**Extrait à lire:**
= = =

Témoignages : quand la chirurgie esthétique vire au cauchemar

Mis à jour le 21 août 2020 par Emmanuelle Steels & Bénédicte Desrus et ELLE Belgique
Témoignages : quand la chirurgie esthétique vire au cauchemar © Shutterstock

Un simple moment entre copines. Chacune parle de ses petites imperfections, de ce qu’elle aimerait améliorer dans son apparence physique. De cette conversation anodine surgit la décision de recourir à un nouveau traitement aux résultats miraculeux. Et voilà la bande de potes en route vers le domicile d’une esthéticienne qui injecte du collagène… Témoignages de médecins et de victimes de chirurgie esthétique ratée.

Marisela Castillo se souvient avec amertume de l’enchaînement de circonstances qui l’a menée, il y a vingt-trois ans, à se faire administrer une série d’injections pour augmenter le volume de ses fesses, qu’elle jugeait trop plates. Elle et ses amies aspiraient toutes à plus de rondeurs, selon les canons de beauté en vigueur au Mexique et en Amérique latine. « J’y suis retournée plusieurs fois », raconte cette femme brune de 52 ans dans le salon de sa maison en briques blanches, dans un quartier proche du centre de Mexico. Pour motiver le groupe d’amies, l’esthéticienne leur présente d’autres personnes à qui elle a injecté du collagène et qui exhibent leurs courbes parfaites, preuves des résultats spectaculaires obtenus. « La femme qui réalisait les injections me persuadait que j’avais besoin de plus, toujours plus… » Marisela aura dépensé plus de 12.000 pesos (un millier d’euros à l’époque) dans ces infiltrations. 

Ce que la pseudo-esthéticienne – sans aucune formation professionnelle – présente alors comme du collagène est en réalité du silicone mélangé à de l’huile alimentaire. Quand Marisela recommence à courir, après ces injections, sa peau est durcie et rougie. Cinq ans plus tard, les sensations deviennent insoutenables. « Je ressentais comme une brûlure et j’avais l’impression que mes os allaient exploser », raconte cette femme qui aime se vêtir de couleurs vives, en contraste avec la tristesse qui empreint sa voix. Au fil des années, l’inflammation s’accentue et les douleurs se font de plus en plus violentes. Marisela cherche l’aide d’un chirurgien esthétique, qui refuse de la soigner et la renvoie chez elle en affirmant : « Ce que tu t’es injecté va te tuer. »

= = =

**Données extraites:**

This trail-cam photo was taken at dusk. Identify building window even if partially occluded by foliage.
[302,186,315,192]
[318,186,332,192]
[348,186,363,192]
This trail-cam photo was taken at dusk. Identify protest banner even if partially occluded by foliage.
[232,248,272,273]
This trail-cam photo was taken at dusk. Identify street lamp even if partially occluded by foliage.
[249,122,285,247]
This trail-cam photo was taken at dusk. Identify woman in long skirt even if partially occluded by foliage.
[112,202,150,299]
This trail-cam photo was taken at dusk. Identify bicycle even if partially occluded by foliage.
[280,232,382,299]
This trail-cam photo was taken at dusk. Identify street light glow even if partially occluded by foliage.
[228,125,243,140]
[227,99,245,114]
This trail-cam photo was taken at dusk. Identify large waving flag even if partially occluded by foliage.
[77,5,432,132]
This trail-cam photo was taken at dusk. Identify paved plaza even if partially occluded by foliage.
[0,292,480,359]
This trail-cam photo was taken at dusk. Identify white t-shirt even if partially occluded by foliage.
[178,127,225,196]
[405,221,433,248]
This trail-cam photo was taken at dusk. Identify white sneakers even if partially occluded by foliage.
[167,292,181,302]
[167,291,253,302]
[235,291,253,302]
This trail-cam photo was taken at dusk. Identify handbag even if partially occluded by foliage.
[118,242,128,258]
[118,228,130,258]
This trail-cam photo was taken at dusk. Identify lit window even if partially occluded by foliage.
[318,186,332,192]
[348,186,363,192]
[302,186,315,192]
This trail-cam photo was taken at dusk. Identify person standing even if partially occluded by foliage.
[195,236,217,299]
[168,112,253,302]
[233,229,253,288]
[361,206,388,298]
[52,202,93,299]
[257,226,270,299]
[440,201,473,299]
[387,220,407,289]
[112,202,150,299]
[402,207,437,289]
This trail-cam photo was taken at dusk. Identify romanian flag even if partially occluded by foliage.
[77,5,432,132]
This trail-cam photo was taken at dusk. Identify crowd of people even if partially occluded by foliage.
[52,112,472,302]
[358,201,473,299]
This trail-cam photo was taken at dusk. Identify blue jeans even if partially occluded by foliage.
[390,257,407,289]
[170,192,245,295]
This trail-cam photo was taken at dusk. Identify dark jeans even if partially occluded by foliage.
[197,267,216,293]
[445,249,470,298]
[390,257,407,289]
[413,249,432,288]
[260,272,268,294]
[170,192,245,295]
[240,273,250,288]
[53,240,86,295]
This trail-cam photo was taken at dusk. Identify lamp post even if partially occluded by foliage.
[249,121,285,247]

= = =

**Consignes:**
a – Extrayez de l'article sur la chirurgie esthétique le passage allant de « Mis à jour le » jusqu'à « chirurgie esthétique ratée. ».
b – Dans l'article, qu'est-ce que la pseudo-esthéticienne injectait réellement à la place du collagène ? Répondez brièvement, s'il vous plaît.

**Réponses:**
a –
Mis à jour le 21 août 2020 par Emmanuelle Steels & Bénédicte Desrus et ELLE Belgique
Témoignages : quand la chirurgie esthétique vire au cauchemar © Shutterstock

Un simple moment entre copines. Chacune parle de ses petites imperfections, de ce qu’elle aimerait améliorer dans son apparence physique. De cette conversation anodine surgit la décision de recourir à un nouveau traitement aux résultats miraculeux. Et voilà la bande de potes en route vers le domicile d’une esthéticienne qui injecte du collagène… Témoignages de médecins et de victimes de chirurgie esthétique ratée.

b – Du silicone mélangé à de l'huile alimentaire.